Supplied text:
——

[xiph-rtp] Chaining

Sat Aug 27 18:49:50 PDT 2005

Ralph Giles wrote:

> 
> 
> The server can also just transcode. We expect RTP transmission from a
> chained Ogg stream to be something of an edge case. A lot of stations
> will be encoding either directly from a live production feed (only
> one stream in any case) or from a batch encode, for which ensuring
> codebook uniformity isn't such a big issue. That just leaves casual
> users with a heterogeneous Ogg collection on disk.

In case of live/pseudolive feeds it is just one stream so the problem
doesn't apply regardless it uses rtsp or whatever for control.

> 
> Can you explain a bit more about how the server would send the new
> session parameters? Is it possible to have that work and keep gapless
> playback?

IF you are using rtsp I'm pretty confident you may have gapless playback
of chained or not chained vorbis in rtp (you may push from the server to
the client the new metadata associated to the next stream and/or signal
that the client should prepare to switch to the other stream). From the
standard rtp point (eg, I just have inband metadata that marks the next
file to the previous) it would require a large buffer and some sort of
lookahead logic to do some sort of crossfade or you'll always have the
time to reinit the decoder with the new informations.

——

Instruction: How does the part of the chaining post that opens with the words containing "Sat Aug 27 18:49:50" and closes with "collection on disk." read once every "stations" in it is updated to "broadcasters"?

Record list:

——

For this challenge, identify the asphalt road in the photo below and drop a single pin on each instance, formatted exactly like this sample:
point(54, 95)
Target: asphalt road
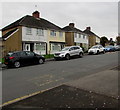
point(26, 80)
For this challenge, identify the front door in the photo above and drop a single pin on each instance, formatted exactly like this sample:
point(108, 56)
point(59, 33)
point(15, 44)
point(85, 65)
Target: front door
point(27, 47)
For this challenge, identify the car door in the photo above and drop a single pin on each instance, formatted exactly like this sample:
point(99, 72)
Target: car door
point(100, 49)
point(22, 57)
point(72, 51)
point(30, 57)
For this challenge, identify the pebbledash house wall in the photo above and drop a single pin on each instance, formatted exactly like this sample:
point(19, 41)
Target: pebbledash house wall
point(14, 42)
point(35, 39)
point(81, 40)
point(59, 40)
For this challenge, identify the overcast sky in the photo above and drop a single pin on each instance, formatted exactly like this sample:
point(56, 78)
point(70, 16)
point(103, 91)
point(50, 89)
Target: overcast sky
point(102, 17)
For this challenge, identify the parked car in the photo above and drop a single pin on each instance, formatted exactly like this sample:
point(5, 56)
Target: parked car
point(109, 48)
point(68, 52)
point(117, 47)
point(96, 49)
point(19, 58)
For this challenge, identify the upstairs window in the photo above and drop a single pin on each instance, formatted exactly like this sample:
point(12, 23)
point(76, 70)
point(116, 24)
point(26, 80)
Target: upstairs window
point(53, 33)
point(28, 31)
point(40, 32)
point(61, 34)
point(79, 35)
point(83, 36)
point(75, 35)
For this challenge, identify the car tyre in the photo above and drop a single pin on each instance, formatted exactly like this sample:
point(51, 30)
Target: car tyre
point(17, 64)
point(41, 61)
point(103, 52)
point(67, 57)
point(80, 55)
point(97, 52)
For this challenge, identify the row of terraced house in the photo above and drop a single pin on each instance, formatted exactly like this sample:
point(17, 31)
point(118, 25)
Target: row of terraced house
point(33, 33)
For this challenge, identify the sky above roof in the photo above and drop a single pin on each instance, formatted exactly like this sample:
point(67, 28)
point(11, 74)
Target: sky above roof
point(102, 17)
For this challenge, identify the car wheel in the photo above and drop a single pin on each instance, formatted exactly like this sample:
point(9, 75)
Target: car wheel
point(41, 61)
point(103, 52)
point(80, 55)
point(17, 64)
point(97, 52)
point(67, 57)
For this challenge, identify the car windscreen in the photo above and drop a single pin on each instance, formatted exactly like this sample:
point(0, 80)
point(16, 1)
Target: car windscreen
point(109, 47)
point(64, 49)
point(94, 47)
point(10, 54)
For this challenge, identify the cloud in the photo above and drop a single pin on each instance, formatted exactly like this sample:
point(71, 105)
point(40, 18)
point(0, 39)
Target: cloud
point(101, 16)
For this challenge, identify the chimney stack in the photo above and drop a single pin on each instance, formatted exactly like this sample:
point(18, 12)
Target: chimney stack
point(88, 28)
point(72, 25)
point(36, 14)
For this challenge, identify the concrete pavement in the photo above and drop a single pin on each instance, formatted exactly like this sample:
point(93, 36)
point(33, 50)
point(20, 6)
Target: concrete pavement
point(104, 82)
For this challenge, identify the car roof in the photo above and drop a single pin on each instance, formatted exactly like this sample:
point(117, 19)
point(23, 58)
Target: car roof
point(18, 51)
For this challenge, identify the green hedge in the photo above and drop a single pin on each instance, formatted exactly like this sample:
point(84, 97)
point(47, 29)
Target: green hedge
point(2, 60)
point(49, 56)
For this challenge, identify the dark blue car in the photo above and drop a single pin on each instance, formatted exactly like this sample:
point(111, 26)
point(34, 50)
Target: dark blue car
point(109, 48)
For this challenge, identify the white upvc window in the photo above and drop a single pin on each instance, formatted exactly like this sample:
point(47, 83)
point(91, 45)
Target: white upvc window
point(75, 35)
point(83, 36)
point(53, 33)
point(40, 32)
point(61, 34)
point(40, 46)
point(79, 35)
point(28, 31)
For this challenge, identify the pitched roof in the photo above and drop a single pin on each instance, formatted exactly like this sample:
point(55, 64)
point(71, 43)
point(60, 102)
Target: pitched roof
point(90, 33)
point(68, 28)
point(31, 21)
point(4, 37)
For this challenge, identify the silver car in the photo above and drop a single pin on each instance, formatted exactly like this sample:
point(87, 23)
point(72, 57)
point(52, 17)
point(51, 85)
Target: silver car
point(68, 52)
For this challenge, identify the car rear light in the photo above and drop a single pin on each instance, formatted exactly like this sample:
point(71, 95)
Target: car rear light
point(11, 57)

——

Exercise response:
Sat Aug 27 18:49:50 PDT 2005

Ralph Giles wrote:

> 
> 
> The server can also just transcode. We expect RTP transmission from a
> chained Ogg stream to be something of an edge case. A lot of broadcasters
> will be encoding either directly from a live production feed (only
> one stream in any case) or from a batch encode, for which ensuring
> codebook uniformity isn't such a big issue. That just leaves casual
> users with a heterogeneous Ogg collection on disk.